------ DATA LISTING ------
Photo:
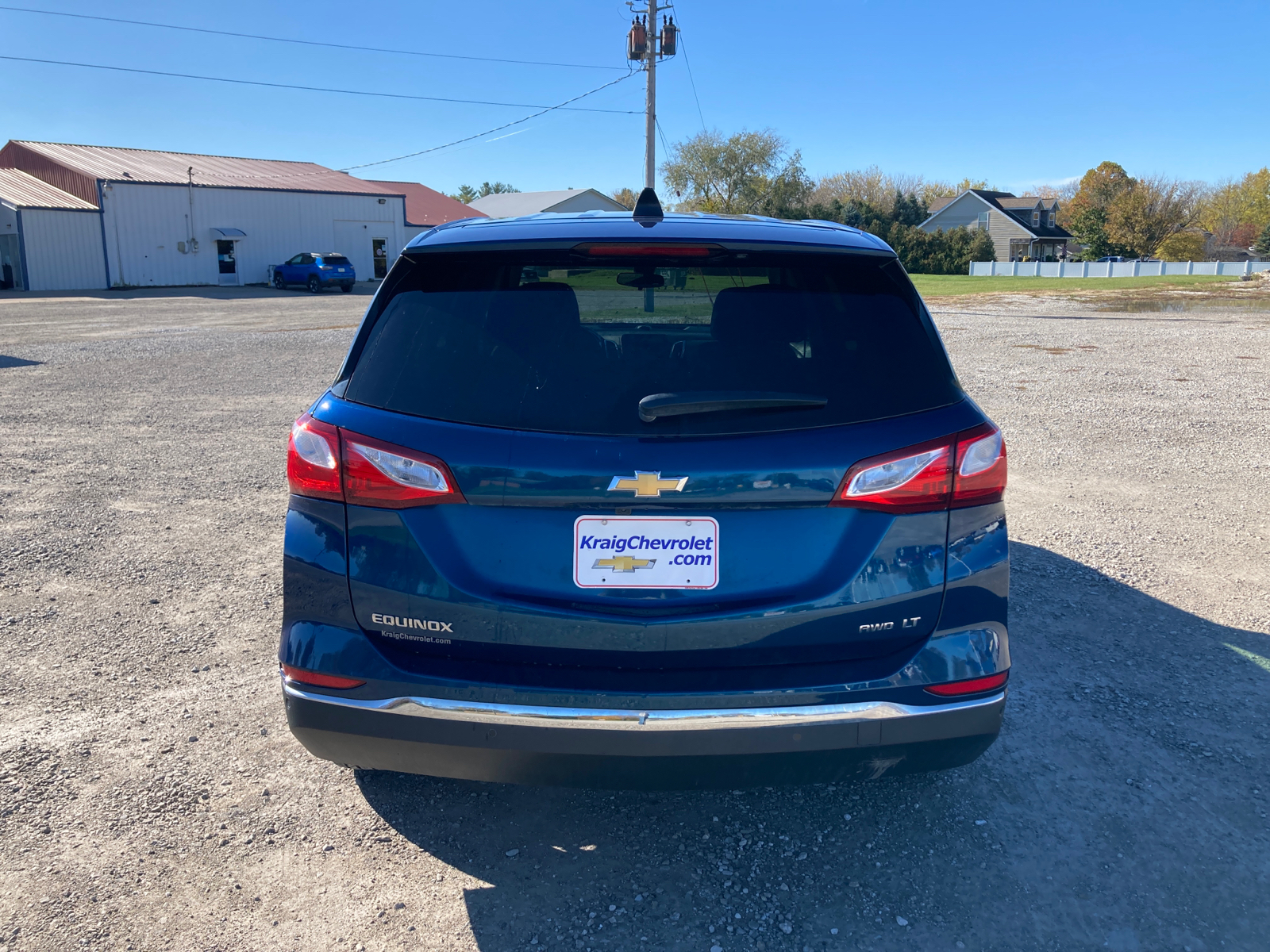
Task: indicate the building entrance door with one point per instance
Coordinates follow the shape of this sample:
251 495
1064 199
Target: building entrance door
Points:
380 248
10 263
226 263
------
■ PROBLEM DESCRIPTION
Once the pictures are removed, return the entries exactly as they stand.

■ RESULT OF THIS TASK
Photo:
Task: indicate the building entrance door with one point per instance
Coordinates follow the shape of this sample:
251 495
1064 199
Target: building entrance door
Points:
380 248
10 263
226 263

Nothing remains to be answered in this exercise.